**WHAT IS REQUIRED**
Print, exactly as written, the line containing "find the metal conduit" and every line after it, ending with the final line of the data below.
**********
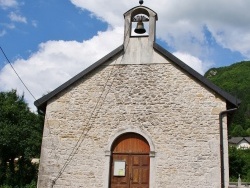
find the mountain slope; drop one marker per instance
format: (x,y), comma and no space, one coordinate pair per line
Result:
(235,79)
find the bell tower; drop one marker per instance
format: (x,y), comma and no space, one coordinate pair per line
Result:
(138,41)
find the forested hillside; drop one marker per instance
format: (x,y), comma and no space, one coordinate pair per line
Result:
(235,79)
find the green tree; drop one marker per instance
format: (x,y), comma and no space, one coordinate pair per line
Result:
(20,138)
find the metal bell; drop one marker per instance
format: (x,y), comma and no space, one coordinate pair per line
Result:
(140,28)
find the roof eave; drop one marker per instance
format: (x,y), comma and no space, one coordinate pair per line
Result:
(42,102)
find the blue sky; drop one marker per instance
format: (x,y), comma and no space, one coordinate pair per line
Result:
(50,41)
(44,20)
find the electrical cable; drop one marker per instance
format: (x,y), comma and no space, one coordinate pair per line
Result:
(17,74)
(81,138)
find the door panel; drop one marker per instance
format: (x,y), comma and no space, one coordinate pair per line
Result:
(134,150)
(140,171)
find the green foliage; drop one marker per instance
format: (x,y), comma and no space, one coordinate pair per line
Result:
(21,133)
(235,79)
(239,163)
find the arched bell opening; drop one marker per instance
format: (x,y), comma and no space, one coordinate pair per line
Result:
(140,23)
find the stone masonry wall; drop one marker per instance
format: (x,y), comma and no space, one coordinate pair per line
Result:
(178,114)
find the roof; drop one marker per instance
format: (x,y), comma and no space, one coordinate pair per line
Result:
(232,101)
(236,140)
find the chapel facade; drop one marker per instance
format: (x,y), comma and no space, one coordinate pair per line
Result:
(138,117)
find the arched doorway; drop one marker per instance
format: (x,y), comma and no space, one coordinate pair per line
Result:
(130,162)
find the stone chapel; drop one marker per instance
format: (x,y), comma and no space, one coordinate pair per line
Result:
(137,118)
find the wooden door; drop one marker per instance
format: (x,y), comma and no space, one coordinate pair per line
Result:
(132,149)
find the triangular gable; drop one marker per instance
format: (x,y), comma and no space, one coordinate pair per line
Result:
(232,101)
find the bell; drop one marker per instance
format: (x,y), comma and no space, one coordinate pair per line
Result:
(140,28)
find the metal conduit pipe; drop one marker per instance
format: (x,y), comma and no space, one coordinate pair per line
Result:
(222,146)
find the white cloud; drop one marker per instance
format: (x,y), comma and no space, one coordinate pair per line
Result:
(8,3)
(17,18)
(181,24)
(2,33)
(56,62)
(193,62)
**********
**TASK RESPONSE**
find the metal conduit pipe; drop one marker per instance
format: (x,y), comma and no space, one coordinate pair per line
Result:
(222,146)
find the white cloud; drop one marker per instance
format: (x,y), comma and no space, one coordinate pair per line
Result:
(8,3)
(17,18)
(181,24)
(2,33)
(56,62)
(193,62)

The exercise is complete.